TASK BRIEF
Please tally the lines in the records that include the word "tree" and answer with the bare number.

INFORMATION SUPPLIED
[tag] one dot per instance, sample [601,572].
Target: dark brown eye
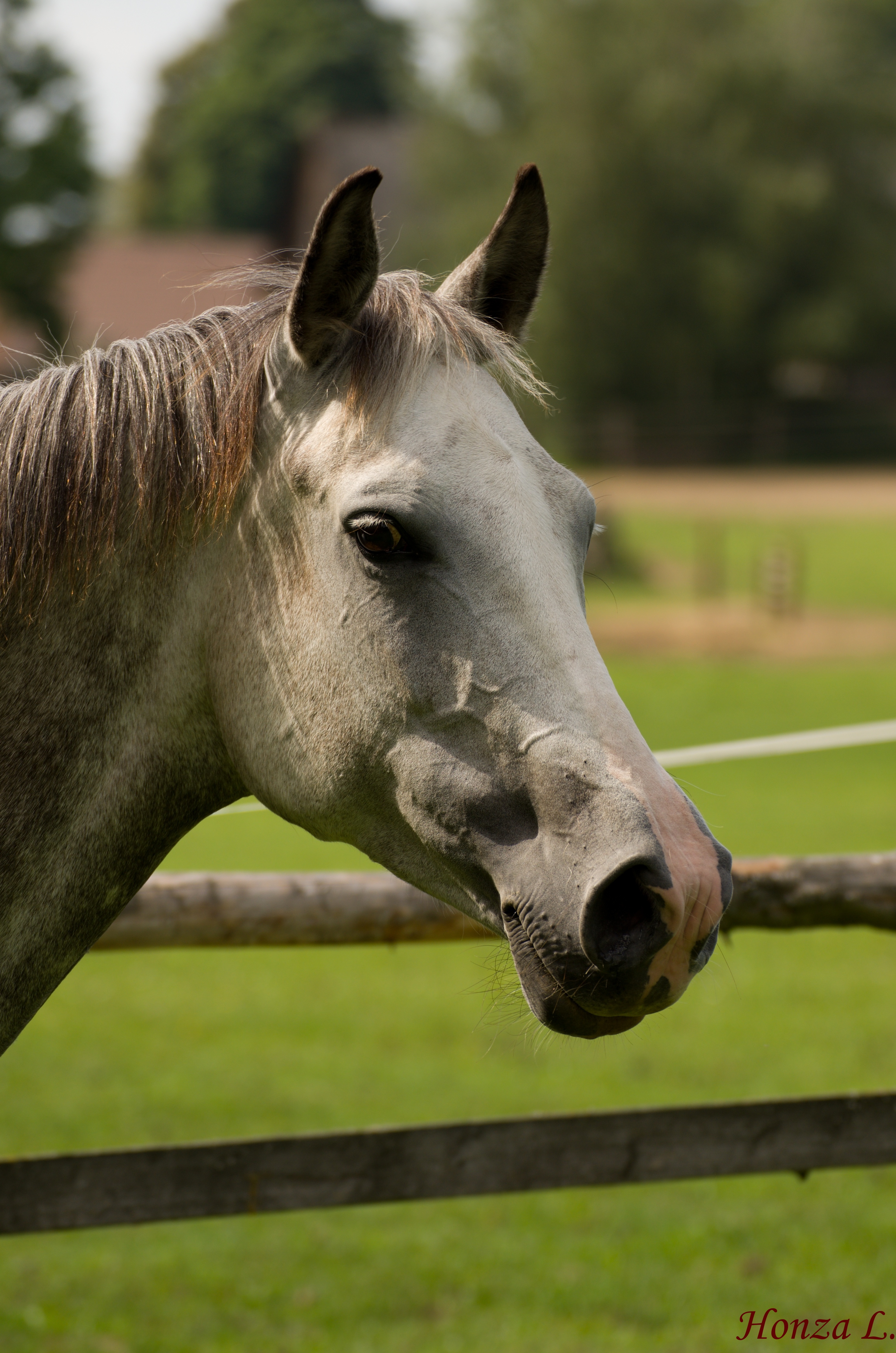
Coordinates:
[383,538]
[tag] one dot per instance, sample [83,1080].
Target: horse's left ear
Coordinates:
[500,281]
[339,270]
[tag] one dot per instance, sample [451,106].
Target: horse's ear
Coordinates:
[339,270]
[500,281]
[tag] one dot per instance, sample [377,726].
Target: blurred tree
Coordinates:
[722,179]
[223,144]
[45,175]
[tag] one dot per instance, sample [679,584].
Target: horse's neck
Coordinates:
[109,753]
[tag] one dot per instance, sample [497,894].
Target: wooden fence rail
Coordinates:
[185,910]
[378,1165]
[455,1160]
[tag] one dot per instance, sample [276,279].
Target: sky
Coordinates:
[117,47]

---

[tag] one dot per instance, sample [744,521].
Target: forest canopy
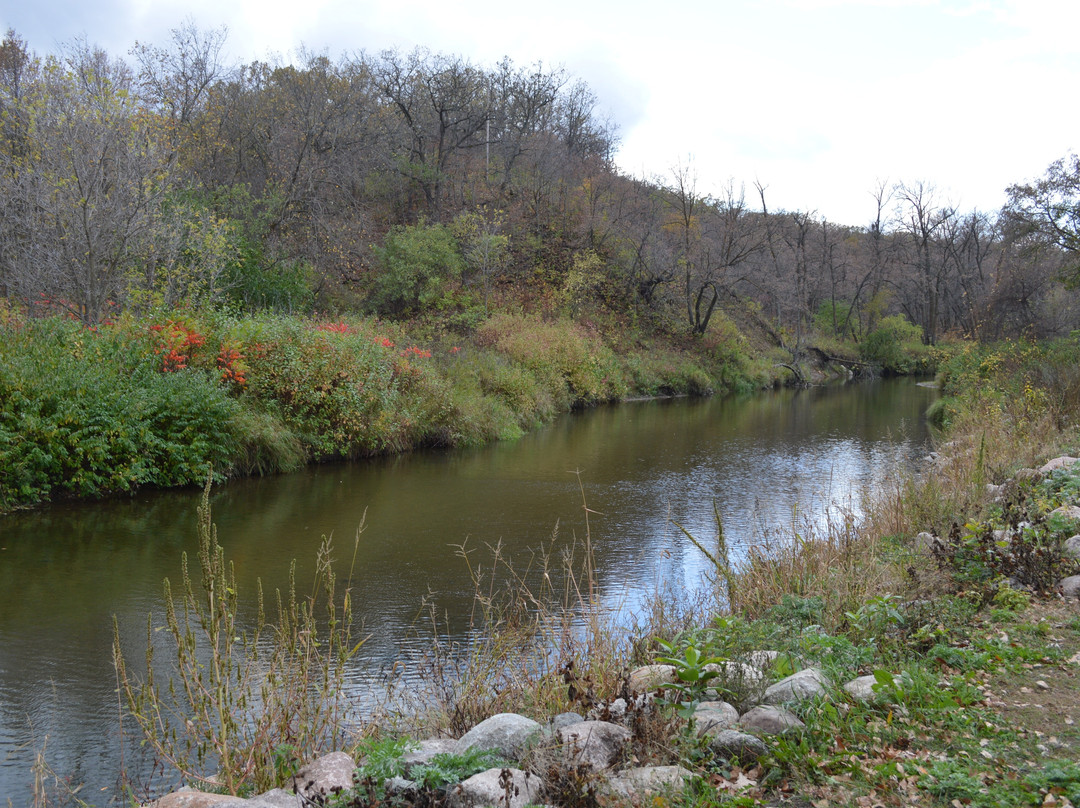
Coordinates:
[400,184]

...

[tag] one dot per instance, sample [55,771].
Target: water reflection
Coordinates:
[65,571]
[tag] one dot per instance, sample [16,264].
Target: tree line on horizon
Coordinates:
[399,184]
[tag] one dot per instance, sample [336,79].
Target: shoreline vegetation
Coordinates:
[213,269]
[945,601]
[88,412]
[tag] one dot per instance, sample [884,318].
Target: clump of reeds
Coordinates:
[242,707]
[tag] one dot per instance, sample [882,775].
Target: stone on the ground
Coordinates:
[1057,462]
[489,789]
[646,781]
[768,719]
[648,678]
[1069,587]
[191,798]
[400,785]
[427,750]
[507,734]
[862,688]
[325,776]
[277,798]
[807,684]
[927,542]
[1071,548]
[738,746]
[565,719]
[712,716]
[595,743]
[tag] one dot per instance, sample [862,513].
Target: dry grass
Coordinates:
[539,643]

REPLY
2